====== TEXT PASSAGE
United States District Court, N.D. Texas, Dallas Division

November 22, 2017

CRAIG STEVEN MacKENZIE, Plaintiff,
v.
BEN CARSON, SECRETARY, U.S. HOUSING & URBAN DEVELOPMENT, et al., Defendants.

          MEMORANDUM OPINION AND ORDER

          DNEY A. FITZWATER UNITED STATES DISTRICT JUDGE

         Following the dismissal of pro se plaintiff Craig Steven MacKenzie's (“MacKenzie's”) claims alleging violations of the Fair Housing Act (“FHA”), 42 U.S.C. §§ 3601-3619; Title VI of the Civil Rights Act of 1964 (“Title VI”), 42 U.S.C. § 2000d; § 504 of the Rehabilitation Act of 1973 (“Rehabilitation Act”), 29 U.S.C. § 794; and § 109 of the Housing and Community Redevelopment Act of 1974 (“HCRA”), 42 U.S.C. § 5309, defendants U.S. Department of Housing and Urban Development (“HUD”) and HUD Secretary Ben Carson (“Secretary Carson”) (collectively, “the HUD Defendants”) move under Fed.R.Civ.P. 12(c) for judgment on the pleadings on MacKenzie's remaining due process claim asserted against them, and defendants U.S. Department of Justice (“DOJ”) and Attorney General Jeff Sessions (“General Sessions”) (collectively, “the DOJ Defendants”) move under Rules 12(b)(1) and (6) to dismiss all the claims asserted against them. MacKenzie opposes both motions, requests leave to file a third amended complaint, and moves to transfer this case to the District of South Carolina. For the following reasons, the court grants the HUD Defendants' Rule 12(c) motion, grants the DOJ Defendants' Rule 12(b)(1) motion, and denies MacKenzie's motion to transfer and motion for leave to file an amended complaint. In light of these rulings, the court denies as moot MacKenzie's objections to the magistrate judge's May 19, 2017 order and his motion to strike the HUD Defendants' response to his objections.[1] The court dismisses this action with prejudice as to the HUD Defendants and without prejudice as to the DOJ Defendants by judgment filed today.
============
====== DATA EXTRACT
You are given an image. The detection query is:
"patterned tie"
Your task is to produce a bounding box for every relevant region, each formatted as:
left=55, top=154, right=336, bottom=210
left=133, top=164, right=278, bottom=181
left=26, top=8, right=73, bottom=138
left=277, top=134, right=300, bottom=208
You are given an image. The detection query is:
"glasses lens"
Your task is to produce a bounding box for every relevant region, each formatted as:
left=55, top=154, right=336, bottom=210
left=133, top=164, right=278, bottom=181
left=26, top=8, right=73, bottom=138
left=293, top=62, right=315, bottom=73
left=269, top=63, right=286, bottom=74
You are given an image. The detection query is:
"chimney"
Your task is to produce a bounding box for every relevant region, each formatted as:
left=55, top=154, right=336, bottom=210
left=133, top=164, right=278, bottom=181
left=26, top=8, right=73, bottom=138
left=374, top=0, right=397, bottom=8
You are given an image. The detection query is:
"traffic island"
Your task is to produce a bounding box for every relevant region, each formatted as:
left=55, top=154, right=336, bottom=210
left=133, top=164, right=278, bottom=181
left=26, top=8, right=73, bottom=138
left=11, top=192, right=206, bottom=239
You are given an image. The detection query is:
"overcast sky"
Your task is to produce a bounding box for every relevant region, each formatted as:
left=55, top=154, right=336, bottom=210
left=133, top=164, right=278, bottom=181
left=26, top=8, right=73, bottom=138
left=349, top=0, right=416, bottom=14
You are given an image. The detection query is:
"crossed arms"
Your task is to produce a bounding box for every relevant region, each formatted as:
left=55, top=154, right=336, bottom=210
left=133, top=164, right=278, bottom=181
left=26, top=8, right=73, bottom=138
============
## REQUEST
Quote the memorandum opinion word for word between "United States District Court, N.D." and "et al., Defendants.", inclusive.

## SOLUTION TO THIS TASK
United States District Court, N.D. Texas, Dallas Division

November 22, 2017

CRAIG STEVEN MacKENZIE, Plaintiff,
v.
BEN CARSON, SECRETARY, U.S. HOUSING & URBAN DEVELOPMENT, et al., Defendants.